● Supplied passage:
····················

Dorothy Cheney Attains Fame On Field of Battle

Daughter of Famous Connecticut Family Rescues Wounded
During Bombing of Hospital at Beauvais

Sings to Sufferers Under Fire.

The Hartford Courant, June 9, 1918; pg. 28

Miss Dorothy Cheney of South Manchester has attained fame on the field of battle. For her bravery under fire, during the bombing of the hospital at Beauvais, the daughter of one of Connecticut's most famous families was among those being recommended for a "memorial of some sort." Although no definite news of her deeds has been received by relatives in this city and Manchester, she undoubtedly partook of the noble work done by the nurses' aids and physicians so highly commended in a dispatch from Raymond Carroll, correspondent of the "Philadelphia Public Ledger."

At the recent Boche raid and bombardment during the founding of the American Hospital at Beauvais, the correspondent said that remarkable fearlessness was shown by Miss Cheney and her co-workers in carrying the wounded on stretchers to lower floors and even sang to aid those suffering from shell shock. In the meantime, bombs were being dropped and the Germans also sent a flare of light to see if damage had been complete.

Those mentioned for their bravery were Miss Mary Hoyt of New York, Miss Clara Justice of Erie, Pa., Miss Dorothy Cheney of Manchester, Miss Nathalia Scott of New Orleans, Miss Mary McCandlis of Atlanta, Ga., Miss Blanche Gult of Cleveland, Miss Frances Cook of San Francisco, Miss Frances Webster of Chester Hill, Mass., and Miss Elinor Wilson of New York, many of whom were members of the Smith College Relief Unit. Doctors honored for their courage were Major John Moorhead of New York and Major Fred Murphy of St. Louis, the famous Yale half-mile runner, who continued operating during the bombing.

Miss Cheney had until recently been at the Red Cross office in Paris, where she was private secretary to Dr. Alexander Lambert, who is now in this country for a short stay. For a few weeks, she has been acting in the capacity of nurses' aid and social service worker in the hospitals, with duties of interpreter between the American nurses and French soldiers and of being generally useful in other ways from nursing. For this, she was particularly well trained, being fluent in French and having done extensive settlement and social service work in this city. She has been most active in the work of Friendly Visitors Club of the Union for Home Work, the Home for Crippled Children in Newington and the Hartford Hospital social service. Late last fall she sailed for France for work with the Red Cross.

She is the daughter of the late Colonel Frank W. Cheney and Mrs. Cheney of Manchester. Her father, who died in 1909, while she was traveling in the Far East, was for many years the head of the famous Cheney Brothers silk-manufacturing concern. Her mother was Mary Bushnell, second daughter of Rev. Dr. Horace Bushnell. She is the sister of Mrs. Charles A. Goodwin of this city and has several brothers and a sister, Miss Marjorie Cheney, living in South Manchester. Her mother died last year in New York.

Her father was noted for his bravery, being a hero in the Civil War in which he was severely wounded in the Battle of Antietam. Ward Cheney, one of her oldest brothers, enlisted in the army at the time of the Spanish-American War and was killed at Imus, not far from Cavite.

····················

● Problem to solve: In the news article about Dorothy Cheney, what position did she hold at the Red Cross office in Paris?

····················

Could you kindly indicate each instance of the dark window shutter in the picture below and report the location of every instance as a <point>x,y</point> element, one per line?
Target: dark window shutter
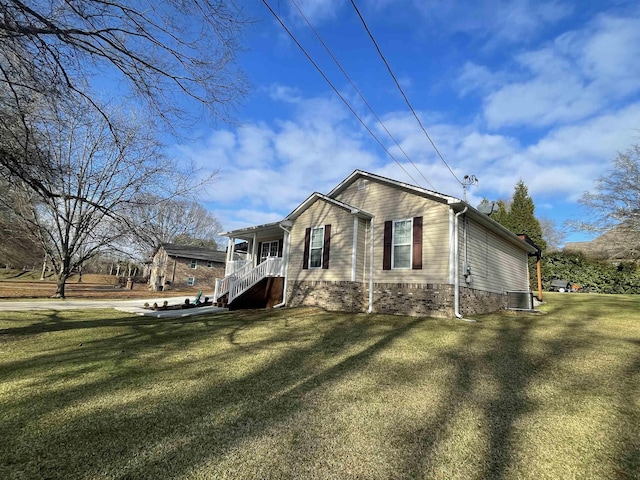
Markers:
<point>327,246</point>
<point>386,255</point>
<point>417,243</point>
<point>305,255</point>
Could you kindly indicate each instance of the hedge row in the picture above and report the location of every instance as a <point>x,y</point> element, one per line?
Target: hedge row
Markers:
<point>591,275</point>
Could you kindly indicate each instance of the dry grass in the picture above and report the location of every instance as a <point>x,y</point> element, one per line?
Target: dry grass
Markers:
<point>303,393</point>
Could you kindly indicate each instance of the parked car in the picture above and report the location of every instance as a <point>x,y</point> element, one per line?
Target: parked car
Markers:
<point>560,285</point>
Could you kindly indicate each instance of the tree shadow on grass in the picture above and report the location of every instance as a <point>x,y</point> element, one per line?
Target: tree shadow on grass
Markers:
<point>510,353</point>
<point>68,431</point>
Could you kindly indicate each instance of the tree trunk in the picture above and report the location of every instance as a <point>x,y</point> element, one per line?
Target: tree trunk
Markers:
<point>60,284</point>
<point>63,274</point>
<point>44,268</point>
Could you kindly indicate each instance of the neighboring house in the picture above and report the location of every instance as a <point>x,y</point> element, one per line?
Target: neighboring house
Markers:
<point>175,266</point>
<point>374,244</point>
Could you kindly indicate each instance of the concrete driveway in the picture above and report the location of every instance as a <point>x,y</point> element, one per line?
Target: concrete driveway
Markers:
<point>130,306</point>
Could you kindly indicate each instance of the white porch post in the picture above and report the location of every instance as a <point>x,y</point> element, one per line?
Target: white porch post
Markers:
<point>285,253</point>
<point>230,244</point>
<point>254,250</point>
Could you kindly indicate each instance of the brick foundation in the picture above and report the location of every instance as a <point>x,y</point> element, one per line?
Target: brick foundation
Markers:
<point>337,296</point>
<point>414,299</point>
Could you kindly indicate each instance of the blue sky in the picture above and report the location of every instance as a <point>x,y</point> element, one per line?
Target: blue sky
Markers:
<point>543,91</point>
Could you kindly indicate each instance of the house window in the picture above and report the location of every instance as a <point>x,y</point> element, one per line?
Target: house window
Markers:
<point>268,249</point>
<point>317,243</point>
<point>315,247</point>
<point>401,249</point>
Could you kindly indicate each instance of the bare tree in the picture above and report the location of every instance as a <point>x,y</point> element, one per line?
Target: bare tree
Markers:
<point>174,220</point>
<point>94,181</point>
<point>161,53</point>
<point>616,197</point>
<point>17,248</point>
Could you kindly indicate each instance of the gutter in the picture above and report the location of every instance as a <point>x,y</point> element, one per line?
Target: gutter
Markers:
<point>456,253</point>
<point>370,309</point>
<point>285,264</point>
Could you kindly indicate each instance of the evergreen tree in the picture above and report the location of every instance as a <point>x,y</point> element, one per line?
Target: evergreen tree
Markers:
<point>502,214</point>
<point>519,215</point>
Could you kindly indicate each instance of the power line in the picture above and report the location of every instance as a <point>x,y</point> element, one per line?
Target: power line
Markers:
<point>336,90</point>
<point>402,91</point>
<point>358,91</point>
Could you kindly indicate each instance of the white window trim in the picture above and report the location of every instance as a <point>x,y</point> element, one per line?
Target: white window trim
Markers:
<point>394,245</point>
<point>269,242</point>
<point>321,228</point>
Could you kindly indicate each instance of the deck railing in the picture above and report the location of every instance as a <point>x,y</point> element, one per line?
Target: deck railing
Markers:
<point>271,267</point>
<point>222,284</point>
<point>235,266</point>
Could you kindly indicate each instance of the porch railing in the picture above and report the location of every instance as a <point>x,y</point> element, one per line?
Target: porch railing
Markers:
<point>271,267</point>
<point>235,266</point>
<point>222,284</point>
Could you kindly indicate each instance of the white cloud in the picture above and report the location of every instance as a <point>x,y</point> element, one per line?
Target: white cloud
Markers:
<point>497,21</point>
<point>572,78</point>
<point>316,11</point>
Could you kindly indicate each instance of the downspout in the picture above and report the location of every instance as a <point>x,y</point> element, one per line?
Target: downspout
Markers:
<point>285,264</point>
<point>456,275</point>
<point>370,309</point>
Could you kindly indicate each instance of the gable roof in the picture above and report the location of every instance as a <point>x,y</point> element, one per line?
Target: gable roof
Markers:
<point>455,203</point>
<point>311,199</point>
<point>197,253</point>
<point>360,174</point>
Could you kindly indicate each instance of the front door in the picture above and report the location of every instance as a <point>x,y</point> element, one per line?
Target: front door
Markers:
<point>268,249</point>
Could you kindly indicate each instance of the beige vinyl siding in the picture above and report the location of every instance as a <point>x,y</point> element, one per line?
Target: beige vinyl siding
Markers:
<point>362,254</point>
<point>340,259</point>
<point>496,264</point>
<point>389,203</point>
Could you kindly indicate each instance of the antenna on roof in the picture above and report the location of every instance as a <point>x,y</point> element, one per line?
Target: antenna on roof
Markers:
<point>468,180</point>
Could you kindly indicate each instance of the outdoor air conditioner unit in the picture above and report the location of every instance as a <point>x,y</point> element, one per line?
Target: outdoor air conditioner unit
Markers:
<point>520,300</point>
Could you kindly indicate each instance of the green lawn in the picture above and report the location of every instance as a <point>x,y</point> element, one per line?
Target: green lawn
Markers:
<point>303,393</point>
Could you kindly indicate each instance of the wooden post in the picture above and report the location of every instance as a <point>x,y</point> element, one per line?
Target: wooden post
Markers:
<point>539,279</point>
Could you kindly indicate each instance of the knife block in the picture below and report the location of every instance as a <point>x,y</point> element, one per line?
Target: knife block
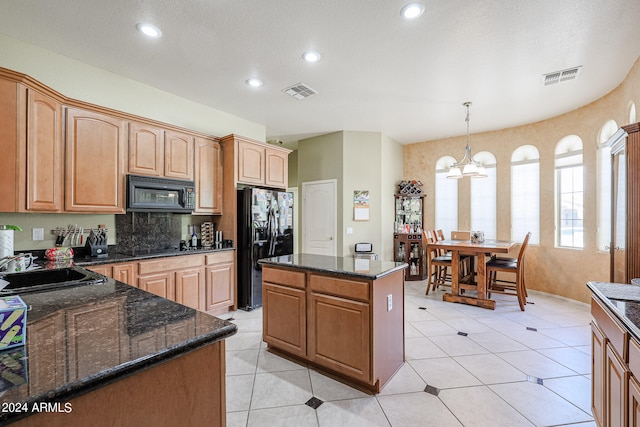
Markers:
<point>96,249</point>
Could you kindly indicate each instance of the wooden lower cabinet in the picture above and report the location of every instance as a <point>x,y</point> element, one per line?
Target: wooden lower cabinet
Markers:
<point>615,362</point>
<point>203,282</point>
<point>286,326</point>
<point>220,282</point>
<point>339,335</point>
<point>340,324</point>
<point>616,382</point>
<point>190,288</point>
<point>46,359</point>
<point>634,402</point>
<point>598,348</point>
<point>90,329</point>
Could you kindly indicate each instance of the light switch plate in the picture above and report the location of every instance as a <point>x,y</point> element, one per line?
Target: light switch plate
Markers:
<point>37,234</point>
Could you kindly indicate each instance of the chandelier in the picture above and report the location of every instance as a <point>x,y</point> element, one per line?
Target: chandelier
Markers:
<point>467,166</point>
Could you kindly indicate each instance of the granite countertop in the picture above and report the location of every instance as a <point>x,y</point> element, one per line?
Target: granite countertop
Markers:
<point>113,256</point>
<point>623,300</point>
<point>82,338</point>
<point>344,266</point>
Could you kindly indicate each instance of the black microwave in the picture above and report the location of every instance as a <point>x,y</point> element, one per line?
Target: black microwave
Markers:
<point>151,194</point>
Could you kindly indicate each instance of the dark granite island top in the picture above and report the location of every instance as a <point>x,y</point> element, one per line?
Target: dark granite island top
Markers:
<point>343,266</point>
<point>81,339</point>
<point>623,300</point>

····················

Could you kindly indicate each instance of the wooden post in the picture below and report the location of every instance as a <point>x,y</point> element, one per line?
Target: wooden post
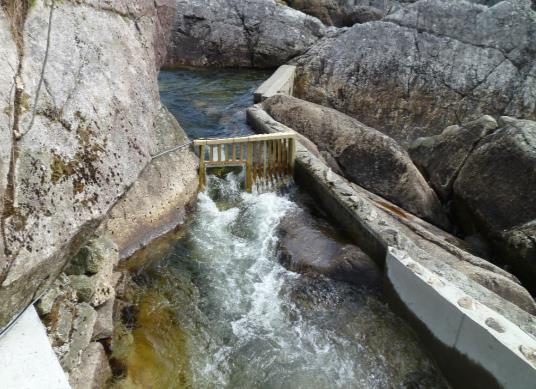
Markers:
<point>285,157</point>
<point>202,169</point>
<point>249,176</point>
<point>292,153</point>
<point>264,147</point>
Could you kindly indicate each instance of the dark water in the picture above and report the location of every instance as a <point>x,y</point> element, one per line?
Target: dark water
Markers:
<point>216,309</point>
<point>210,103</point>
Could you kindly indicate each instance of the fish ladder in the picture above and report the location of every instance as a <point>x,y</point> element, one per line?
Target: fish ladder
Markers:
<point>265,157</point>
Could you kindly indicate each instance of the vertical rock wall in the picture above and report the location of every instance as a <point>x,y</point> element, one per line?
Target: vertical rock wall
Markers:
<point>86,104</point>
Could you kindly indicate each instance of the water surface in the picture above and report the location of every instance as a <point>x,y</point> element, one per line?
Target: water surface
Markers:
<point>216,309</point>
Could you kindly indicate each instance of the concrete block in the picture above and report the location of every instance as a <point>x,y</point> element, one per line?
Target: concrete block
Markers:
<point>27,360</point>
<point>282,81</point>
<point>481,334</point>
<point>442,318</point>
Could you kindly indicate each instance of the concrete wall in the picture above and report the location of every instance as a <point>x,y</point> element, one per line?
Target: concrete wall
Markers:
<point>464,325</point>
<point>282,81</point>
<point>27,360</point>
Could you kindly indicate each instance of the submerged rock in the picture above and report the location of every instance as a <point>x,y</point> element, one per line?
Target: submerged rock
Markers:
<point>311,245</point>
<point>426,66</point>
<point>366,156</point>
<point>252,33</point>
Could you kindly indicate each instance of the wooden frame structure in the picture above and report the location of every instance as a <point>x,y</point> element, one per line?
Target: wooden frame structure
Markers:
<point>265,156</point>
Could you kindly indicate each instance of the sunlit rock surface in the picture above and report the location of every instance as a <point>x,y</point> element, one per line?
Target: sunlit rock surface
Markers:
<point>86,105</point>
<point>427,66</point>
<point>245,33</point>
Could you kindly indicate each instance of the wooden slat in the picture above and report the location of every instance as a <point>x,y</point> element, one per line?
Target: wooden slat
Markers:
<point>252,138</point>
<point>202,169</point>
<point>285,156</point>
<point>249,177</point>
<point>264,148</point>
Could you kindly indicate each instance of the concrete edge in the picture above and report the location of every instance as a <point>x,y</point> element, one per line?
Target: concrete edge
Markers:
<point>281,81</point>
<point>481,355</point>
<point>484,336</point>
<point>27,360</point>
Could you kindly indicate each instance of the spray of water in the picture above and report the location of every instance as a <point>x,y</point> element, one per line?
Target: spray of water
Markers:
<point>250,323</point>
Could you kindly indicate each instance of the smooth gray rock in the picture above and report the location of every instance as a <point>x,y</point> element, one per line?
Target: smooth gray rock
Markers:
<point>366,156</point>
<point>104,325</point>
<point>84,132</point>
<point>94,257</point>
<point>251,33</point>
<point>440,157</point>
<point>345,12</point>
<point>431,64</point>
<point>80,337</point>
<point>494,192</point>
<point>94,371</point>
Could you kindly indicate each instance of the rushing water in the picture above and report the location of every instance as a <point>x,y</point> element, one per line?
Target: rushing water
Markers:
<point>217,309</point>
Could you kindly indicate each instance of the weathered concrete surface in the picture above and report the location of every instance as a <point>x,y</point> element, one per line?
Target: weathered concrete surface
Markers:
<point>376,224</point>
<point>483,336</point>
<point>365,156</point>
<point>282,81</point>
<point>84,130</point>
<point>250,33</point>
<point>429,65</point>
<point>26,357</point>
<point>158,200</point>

····················

● Result of the exercise: She was private secretary to Dr. Alexander Lambert.